>> Start Text segment

* Taliban delegation attends conference in Moscow
* Repeats that it will talk only with US about future
* Kabul government sends no delegates to Moscow talks (Adds Taliban statement, background, details)
By Maria Kiselyova
MOSCOW, Nov 9 (Reuters) - Taliban officials attended a diplomatic conference in Russia for the first time on Friday, but reaffirmed their stance that they would only hold direct talks on Afghanistan's future with the United States, not with the Kabul government.
The one-day conference underscored Moscow's eagerness to play a role in the Afghan peace process but the Kabul government did not send a delegation.
Instead, members of Afghanistan's High Peace Council, a body which oversees peace efforts but does not represent the government, attended the event, where they repeated President Ashraf Ghani's offer of peace talks without pre-conditions.
The Taliban have refused to talk directly with Ghani's government, which they consider an illegitimate foreign-imposed regime but said: "We are ready for face-to-face negotiations with the Americans and to discuss relevant issues with them".

>> End Text segment

→ What is asked
A. Answer these questions about the report on the Moscow conference, one answer per line, marked the same way:
(i) On what day of the week did Taliban officials attend the conference?
(ii) How long did the conference last?
(iii) Whose members attended in place of a Kabul government delegation?
B. State whether each statement agrees with the report on the Moscow conference, answering yes or no and quoting the words from the report that decide it:
(i) The Kabul government sent a delegation to the conference.
(ii) The High Peace Council represents the Afghan government.
(iii) The Taliban said they were ready for face-to-face negotiations with the Americans.
C. Write a continuation of the report on the Moscow conference, starting after its last sentence.
The lines after this point are separate material and not part of the report on the Moscow conference.

>> Start Records supplied

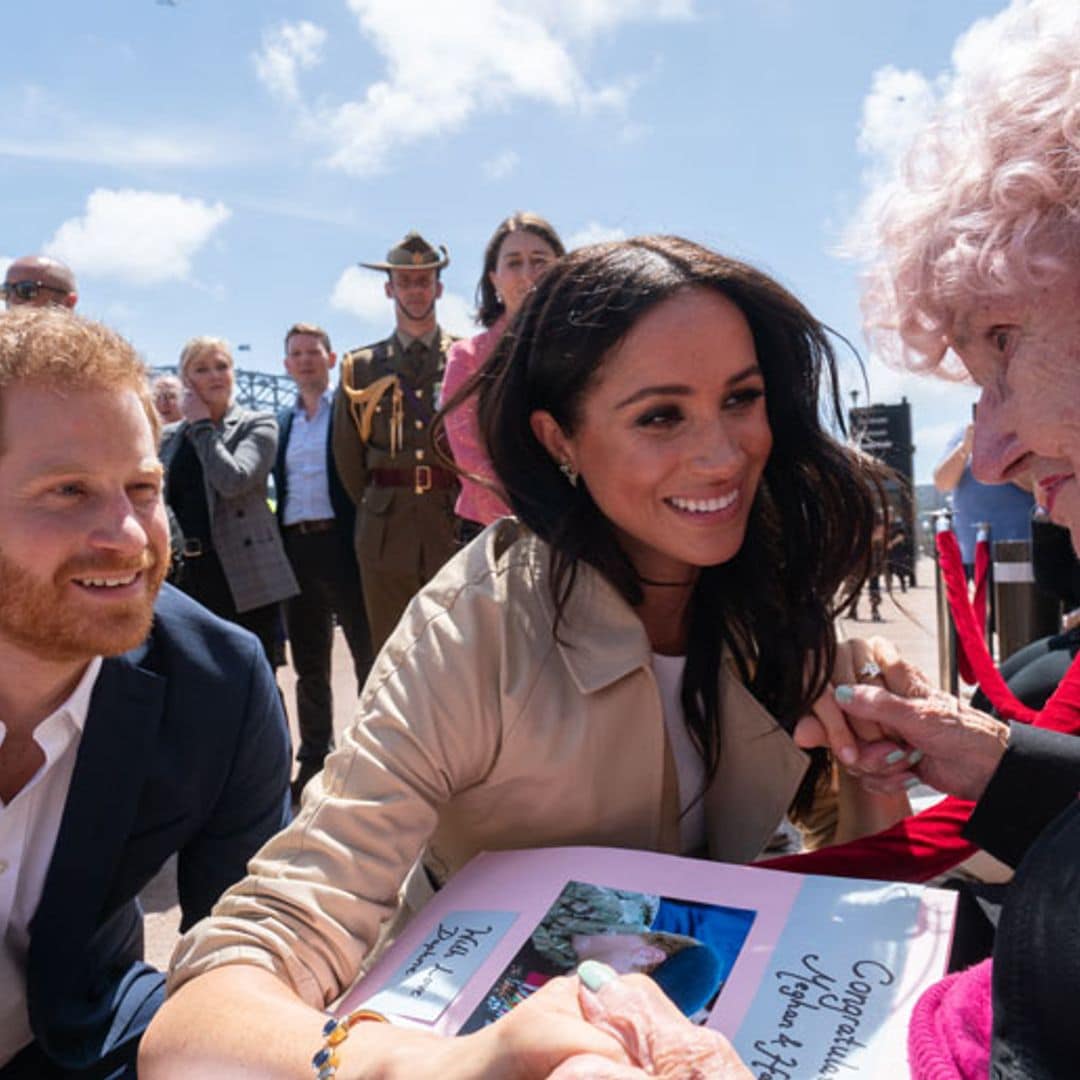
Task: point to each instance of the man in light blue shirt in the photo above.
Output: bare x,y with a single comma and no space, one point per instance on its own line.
316,520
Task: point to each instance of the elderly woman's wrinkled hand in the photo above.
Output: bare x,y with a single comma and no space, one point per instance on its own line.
936,739
655,1036
891,729
874,661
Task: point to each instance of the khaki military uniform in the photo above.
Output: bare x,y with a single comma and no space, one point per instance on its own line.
405,522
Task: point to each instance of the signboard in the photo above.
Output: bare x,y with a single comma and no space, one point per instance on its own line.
885,432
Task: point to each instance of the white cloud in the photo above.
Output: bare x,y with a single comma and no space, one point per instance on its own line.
902,103
286,50
501,165
899,105
40,126
106,146
144,238
456,61
362,293
594,233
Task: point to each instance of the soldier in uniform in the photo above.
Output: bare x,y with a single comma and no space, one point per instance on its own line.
382,412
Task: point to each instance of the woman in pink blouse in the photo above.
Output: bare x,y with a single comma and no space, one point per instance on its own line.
522,247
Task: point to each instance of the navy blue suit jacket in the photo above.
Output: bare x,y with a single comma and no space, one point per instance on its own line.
345,509
185,751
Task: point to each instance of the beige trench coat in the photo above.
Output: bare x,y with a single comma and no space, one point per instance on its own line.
476,730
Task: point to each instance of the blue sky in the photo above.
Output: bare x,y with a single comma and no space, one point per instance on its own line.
220,167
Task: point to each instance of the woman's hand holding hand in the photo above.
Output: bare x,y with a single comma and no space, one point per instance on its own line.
655,1037
528,1043
192,406
855,662
895,728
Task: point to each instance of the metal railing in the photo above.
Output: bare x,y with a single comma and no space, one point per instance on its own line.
258,390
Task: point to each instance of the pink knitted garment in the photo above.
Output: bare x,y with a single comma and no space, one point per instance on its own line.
949,1034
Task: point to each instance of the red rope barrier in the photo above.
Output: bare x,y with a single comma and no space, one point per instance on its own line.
949,553
969,635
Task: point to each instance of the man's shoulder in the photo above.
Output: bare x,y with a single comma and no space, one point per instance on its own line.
369,353
185,634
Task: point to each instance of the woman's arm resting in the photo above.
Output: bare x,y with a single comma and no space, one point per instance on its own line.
240,1021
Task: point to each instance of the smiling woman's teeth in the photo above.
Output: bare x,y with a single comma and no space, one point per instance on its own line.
107,582
704,505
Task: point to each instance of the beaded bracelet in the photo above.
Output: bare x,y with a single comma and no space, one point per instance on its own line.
335,1031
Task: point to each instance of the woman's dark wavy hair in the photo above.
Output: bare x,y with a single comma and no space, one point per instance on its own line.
489,308
808,538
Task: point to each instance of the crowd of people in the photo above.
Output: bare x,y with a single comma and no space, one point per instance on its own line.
589,566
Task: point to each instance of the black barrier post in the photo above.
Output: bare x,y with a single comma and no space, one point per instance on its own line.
946,632
1023,611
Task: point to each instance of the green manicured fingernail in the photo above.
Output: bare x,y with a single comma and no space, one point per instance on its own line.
595,975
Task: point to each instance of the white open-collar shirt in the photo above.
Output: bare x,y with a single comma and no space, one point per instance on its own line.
29,824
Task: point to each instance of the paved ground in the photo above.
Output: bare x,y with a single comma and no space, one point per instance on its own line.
909,619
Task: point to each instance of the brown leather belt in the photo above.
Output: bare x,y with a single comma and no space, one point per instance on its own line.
318,525
419,477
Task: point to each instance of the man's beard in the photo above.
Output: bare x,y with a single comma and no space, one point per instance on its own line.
46,620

>> End Records supplied

→ Task results
A.
(i) Friday
(ii) One day
(iii) Afghanistan's High Peace Council

B.
(i) No: "the Kabul government did not send a delegation."
(ii) No: "a body which oversees peace efforts but does not represent the government"
(iii) Yes: "We are ready for face-to-face negotiations with the Americans"

C.
"The Islamic Emirate has left the doors of understanding and negotiations open," they said in a statement that listed a series of demands including the end of international sanctions and the release of detainees.
Western officials and Ghani's government view the Moscow meeting with some suspicion as an attempt by Russia to push its way into a process they say must be led by Kabul.
"The government hopes that this meeting leads to direct talks between the government of Afghanistan and the Taliban and that the Taliban are not allowed to instrumentalize this meeting," the Afghan foreign ministry said in a statement.
The Moscow meeting took place as U.S. special envoy Zalmay Khalilzad prepared for a fresh round of talks with Taliban officials in Qatar.
The Taliban delegation reiterated a demand for the withdrawal of U.S. forces from Afghanistan, where they support the Kabul government, and called for a reform of the constitution "based on principles of Islamic religion, national interests, historical achievements and social justice".
RIA quoted Muhammad Sohail Shaheen, spokesman for the Taliban's political office, as saying that before starting talks with the Kabul government, "the issue of the presence of external forces" needed to be addressed.
Shaheen also denied accusations by the U.S. military that Russia has supplied weapons to the Taliban, echoing a similar denial by Moscow.
The Russian Foreign Ministry said that "we reaffirm our position on the lack of alternative to a political settlement in Afghanistan and the need for active coordinated efforts by Afghanistan's neighbouring countries and regional partners".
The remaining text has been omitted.